> [Short task]:
Update the records below by replacing every "integer pixels" with "whole-pixel values", and give all their lines back otherwise unchanged, leaving out the pictures.

----

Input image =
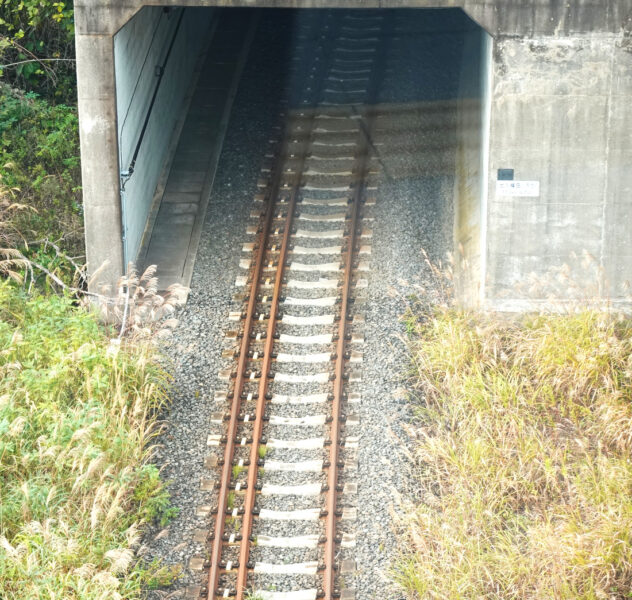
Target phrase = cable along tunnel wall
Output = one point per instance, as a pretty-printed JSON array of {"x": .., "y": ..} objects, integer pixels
[
  {"x": 153, "y": 39},
  {"x": 430, "y": 90}
]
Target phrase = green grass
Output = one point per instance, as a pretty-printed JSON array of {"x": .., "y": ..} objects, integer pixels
[
  {"x": 76, "y": 425},
  {"x": 524, "y": 433}
]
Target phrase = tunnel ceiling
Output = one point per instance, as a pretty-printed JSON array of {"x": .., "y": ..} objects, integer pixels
[{"x": 498, "y": 17}]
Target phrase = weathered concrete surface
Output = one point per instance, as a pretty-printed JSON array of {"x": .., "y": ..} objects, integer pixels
[
  {"x": 561, "y": 112},
  {"x": 470, "y": 192},
  {"x": 99, "y": 157},
  {"x": 560, "y": 95}
]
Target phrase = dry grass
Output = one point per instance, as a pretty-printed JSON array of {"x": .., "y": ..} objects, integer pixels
[
  {"x": 524, "y": 438},
  {"x": 77, "y": 419}
]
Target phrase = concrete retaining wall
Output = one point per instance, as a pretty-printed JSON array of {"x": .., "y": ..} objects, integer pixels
[
  {"x": 470, "y": 218},
  {"x": 561, "y": 115}
]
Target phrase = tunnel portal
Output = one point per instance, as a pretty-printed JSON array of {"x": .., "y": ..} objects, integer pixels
[{"x": 511, "y": 124}]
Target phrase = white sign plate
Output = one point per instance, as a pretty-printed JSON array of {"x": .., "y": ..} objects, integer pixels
[{"x": 518, "y": 188}]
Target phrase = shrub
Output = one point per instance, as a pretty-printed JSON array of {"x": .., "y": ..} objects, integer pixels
[
  {"x": 37, "y": 41},
  {"x": 39, "y": 161}
]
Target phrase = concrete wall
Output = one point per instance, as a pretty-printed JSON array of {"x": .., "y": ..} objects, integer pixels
[
  {"x": 470, "y": 215},
  {"x": 561, "y": 115},
  {"x": 139, "y": 48},
  {"x": 560, "y": 104}
]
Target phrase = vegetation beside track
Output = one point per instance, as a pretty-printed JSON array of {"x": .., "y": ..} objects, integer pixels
[
  {"x": 523, "y": 438},
  {"x": 77, "y": 417}
]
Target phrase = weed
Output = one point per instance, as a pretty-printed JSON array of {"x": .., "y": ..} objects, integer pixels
[
  {"x": 76, "y": 422},
  {"x": 525, "y": 432}
]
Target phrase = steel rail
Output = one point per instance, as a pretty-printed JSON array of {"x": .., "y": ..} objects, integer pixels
[
  {"x": 332, "y": 474},
  {"x": 249, "y": 502},
  {"x": 222, "y": 503}
]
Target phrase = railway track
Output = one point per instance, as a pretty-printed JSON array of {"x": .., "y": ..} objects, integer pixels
[{"x": 285, "y": 435}]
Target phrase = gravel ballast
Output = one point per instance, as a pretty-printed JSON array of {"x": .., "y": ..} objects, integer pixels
[{"x": 413, "y": 213}]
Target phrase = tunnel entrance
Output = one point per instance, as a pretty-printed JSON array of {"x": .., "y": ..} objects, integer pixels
[{"x": 178, "y": 72}]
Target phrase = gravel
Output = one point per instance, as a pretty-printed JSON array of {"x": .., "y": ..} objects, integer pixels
[{"x": 413, "y": 213}]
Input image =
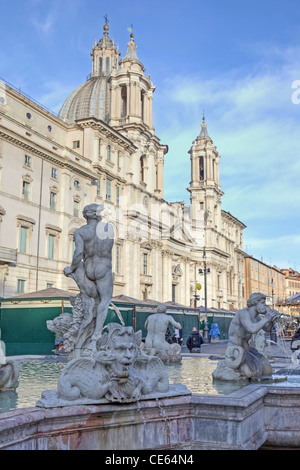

----

> [Response to the exercise]:
Input image =
Target phrase = cable along tunnel wall
Output = one point per instance, as a pretty-printed JSON array of {"x": .., "y": ..} objects, whole-pixel values
[
  {"x": 153, "y": 39},
  {"x": 430, "y": 90}
]
Target phrase = green grass
Output = one point per instance, as a pretty-printed JSON array of {"x": .., "y": ..} objects, whole-pixel values
[
  {"x": 76, "y": 425},
  {"x": 524, "y": 433}
]
Target phrase = tunnel ceiling
Output = one point per instance, as a pretty-printed JSON array of {"x": .., "y": ..} objects, whole-pixel values
[{"x": 498, "y": 17}]
Target phrase = weathered concrete surface
Output = one point per instance, as a pretty-printed JSON array of {"x": .., "y": ..} objects, whole-pixel values
[
  {"x": 561, "y": 112},
  {"x": 470, "y": 192},
  {"x": 99, "y": 157},
  {"x": 560, "y": 95}
]
Target phrase = dry grass
Output = one point per instance, as a pretty-printed JSON array of {"x": .., "y": ..} objects, whole-pixel values
[
  {"x": 524, "y": 438},
  {"x": 77, "y": 419}
]
Target phrase = concrete retaining wall
Output = one point per instance, as a pretty-printed JSON array of {"x": .., "y": ..} objects, whole-pixel values
[
  {"x": 470, "y": 218},
  {"x": 561, "y": 115}
]
Target phrase = tunnel portal
Output = one point per instance, as a pretty-printed JSON array of {"x": .., "y": ..} objects, whole-pixel values
[{"x": 511, "y": 124}]
Target phrase = white sign plate
Output = one point per instance, as a pretty-printed JSON array of {"x": .., "y": ..} objects, whole-pixel values
[{"x": 518, "y": 188}]
Target phrase = shrub
Output = one point per instance, as a pretty-printed JSON array of {"x": .., "y": ..} objects, whole-pixel values
[
  {"x": 37, "y": 41},
  {"x": 39, "y": 161}
]
Target phrase = concrete wall
Output = one point per instance, as a pretty-printed JSON array of {"x": .., "y": ..} objects, whole-pixel values
[
  {"x": 470, "y": 215},
  {"x": 561, "y": 115},
  {"x": 139, "y": 48},
  {"x": 560, "y": 104}
]
Target phrase = vegetation beside track
Output = one point per instance, as a pretty-printed JSON array of {"x": .., "y": ..} objects, whole-pixel values
[
  {"x": 523, "y": 438},
  {"x": 77, "y": 417}
]
Target phrase = weed
Output = one point per instance, as a pretty-printed JSON array of {"x": .., "y": ..} objects, whole-pixel values
[
  {"x": 76, "y": 422},
  {"x": 525, "y": 432}
]
Target phrase = steel rail
Output = one point per instance, as a pretty-printed JSON array of {"x": .., "y": ..} objects, whole-pixel values
[
  {"x": 332, "y": 474},
  {"x": 249, "y": 502},
  {"x": 222, "y": 503}
]
Target phrase = railway track
Output = one point per instance, as a pretty-printed JSON array of {"x": .., "y": ..} objects, whole-pixel values
[{"x": 285, "y": 435}]
Target phrase = gravel ballast
Output = one point per instance, as a pretty-printed JSON array of {"x": .., "y": ..} objects, whole-pixel values
[{"x": 413, "y": 213}]
Target phrase = tunnel entrance
Output = one point per instance, as a pretty-printed JSON array of {"x": .., "y": ..} objects, whole-pixel values
[{"x": 178, "y": 72}]
Target phrase = gravel
Output = one point per instance, as a pretty-printed JSON array of {"x": .., "y": ..} objects, whole-pixel values
[{"x": 413, "y": 213}]
Input image =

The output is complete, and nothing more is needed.